From the listing below, restate word for word the lines from the line containing "Target: tree silhouette" down through the line containing "Target: red parked car". Exclude pictures.

Top of Information shown

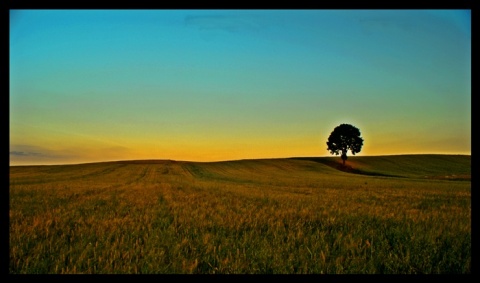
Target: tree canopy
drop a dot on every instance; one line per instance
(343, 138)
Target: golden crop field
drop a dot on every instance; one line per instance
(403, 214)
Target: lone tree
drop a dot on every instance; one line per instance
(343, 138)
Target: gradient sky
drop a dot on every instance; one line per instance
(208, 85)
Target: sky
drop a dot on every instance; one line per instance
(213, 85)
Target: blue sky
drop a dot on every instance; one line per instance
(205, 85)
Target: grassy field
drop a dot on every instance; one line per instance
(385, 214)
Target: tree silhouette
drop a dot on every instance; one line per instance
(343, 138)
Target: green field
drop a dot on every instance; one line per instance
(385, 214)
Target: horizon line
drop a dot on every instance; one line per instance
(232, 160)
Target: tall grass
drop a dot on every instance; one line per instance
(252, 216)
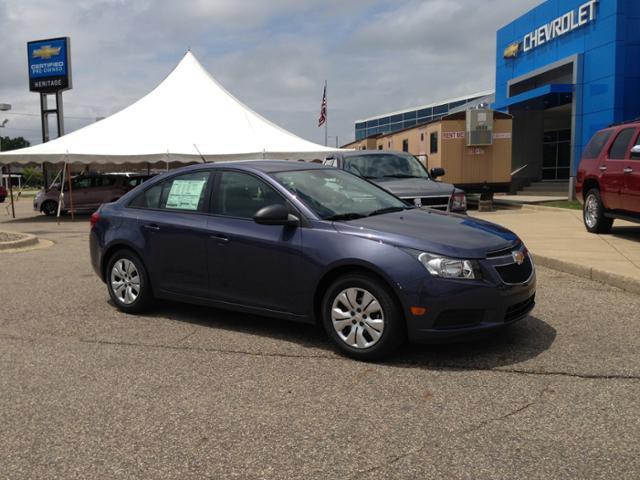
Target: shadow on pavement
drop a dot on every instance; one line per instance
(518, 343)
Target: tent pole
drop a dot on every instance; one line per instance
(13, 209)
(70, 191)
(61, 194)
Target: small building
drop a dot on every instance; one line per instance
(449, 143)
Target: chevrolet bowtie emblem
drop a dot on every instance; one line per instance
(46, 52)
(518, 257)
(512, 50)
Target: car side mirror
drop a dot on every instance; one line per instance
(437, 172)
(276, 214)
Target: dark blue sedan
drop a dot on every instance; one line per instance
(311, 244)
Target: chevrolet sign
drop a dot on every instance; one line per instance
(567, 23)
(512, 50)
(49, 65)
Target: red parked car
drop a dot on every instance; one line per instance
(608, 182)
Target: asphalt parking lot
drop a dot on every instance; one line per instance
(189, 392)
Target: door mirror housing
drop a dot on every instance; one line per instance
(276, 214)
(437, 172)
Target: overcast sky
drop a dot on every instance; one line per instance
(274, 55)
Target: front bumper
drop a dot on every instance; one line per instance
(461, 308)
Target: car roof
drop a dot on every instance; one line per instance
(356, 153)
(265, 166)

Bottom of Information shown
Top of Information shown

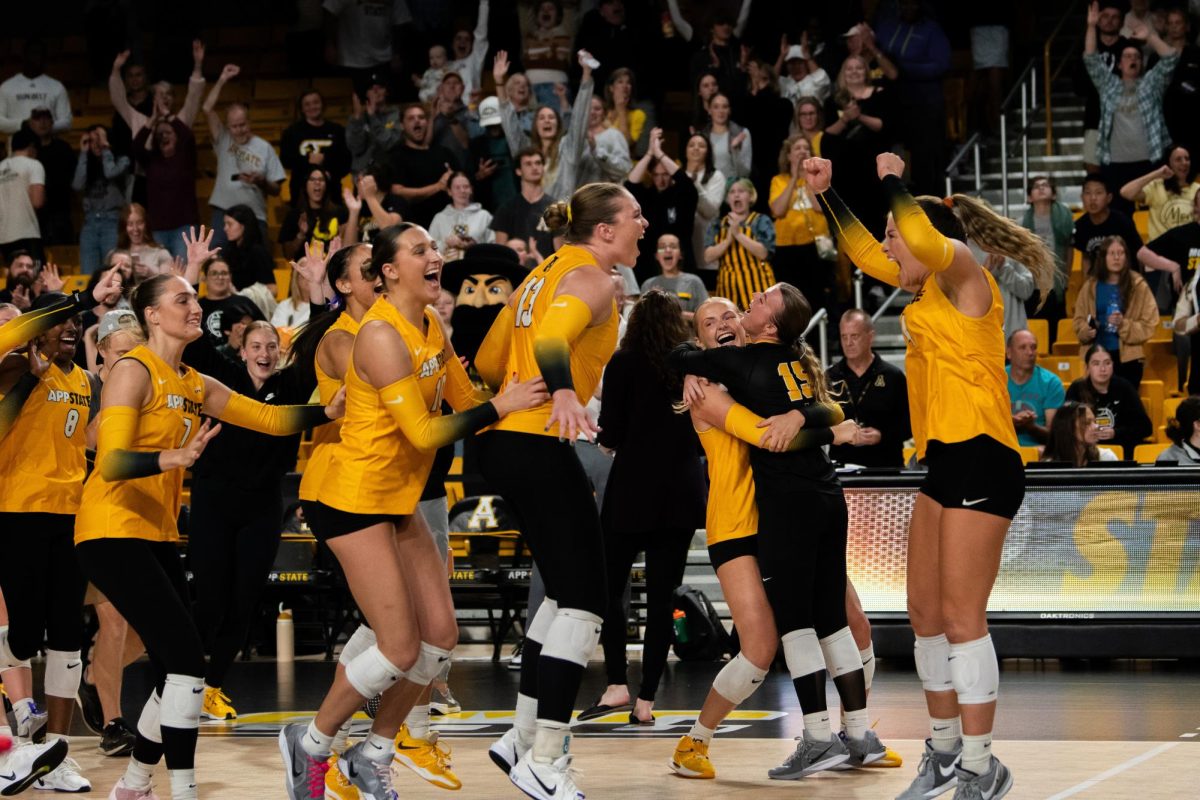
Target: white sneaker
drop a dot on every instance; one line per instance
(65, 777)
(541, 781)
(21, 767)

Bottom of Information shown

**Solution to the exercise**
Target: tree silhouette
drop a dot on every instance; one line per instance
(343, 138)
Target: green field
drop a dot on every instance; one line per instance
(385, 214)
Target: horizon line
drop a dot on every instance; one line per instance
(232, 160)
Target: tall grass
drop a dot on every instance; one line per instance
(252, 216)
Target: shadow on pavement
drop a dot on every instance; one line per instance
(518, 343)
Target: tent pole
drop a dot on every instance; one line per instance
(13, 209)
(70, 191)
(61, 194)
Target: small building
drop a dot on every instance; one line per instance
(449, 143)
Target: chevrolet bowtie emblem
drop a dot on every instance; one line per instance
(46, 52)
(518, 257)
(512, 50)
Target: car side mirror
drop a dot on every instance; one line per instance
(437, 172)
(276, 214)
Target: dark blue sedan
drop a dot on every instance; one line per instance
(311, 244)
Target: chevrolet sign
drop a dot on every instance; one line per instance
(567, 23)
(512, 50)
(49, 65)
Target: red parked car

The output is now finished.